- _Exercise aim_
Return every one of the entries below word for word, keeping each line unchanged.

--- Exercise data ---

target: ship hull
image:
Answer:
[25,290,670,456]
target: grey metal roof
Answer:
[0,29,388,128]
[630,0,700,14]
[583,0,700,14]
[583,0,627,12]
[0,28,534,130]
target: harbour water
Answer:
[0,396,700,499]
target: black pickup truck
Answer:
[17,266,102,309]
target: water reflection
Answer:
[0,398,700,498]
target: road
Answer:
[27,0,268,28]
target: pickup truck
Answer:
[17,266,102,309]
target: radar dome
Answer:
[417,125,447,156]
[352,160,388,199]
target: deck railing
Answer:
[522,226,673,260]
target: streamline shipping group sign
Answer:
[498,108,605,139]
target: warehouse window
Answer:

---

- _Answer for this exercise_
target: ship hull
image:
Answer:
[25,290,670,456]
target: grey metal roof
Answer:
[0,29,388,128]
[630,0,700,14]
[583,0,700,14]
[583,0,627,12]
[0,28,534,130]
target: harbour water
Answer:
[0,396,700,499]
target: black pickup truck
Answer:
[17,266,102,309]
target: water reflection
Answer:
[0,398,700,498]
target: road
Answer:
[27,0,268,28]
target: pickup truck
Answer:
[17,266,102,309]
target: radar dome
Answer:
[417,125,447,156]
[352,160,388,199]
target: deck railing
Answer:
[522,226,673,260]
target: streamline shipping group sign
Answer:
[498,108,605,139]
target: warehouse window
Answer:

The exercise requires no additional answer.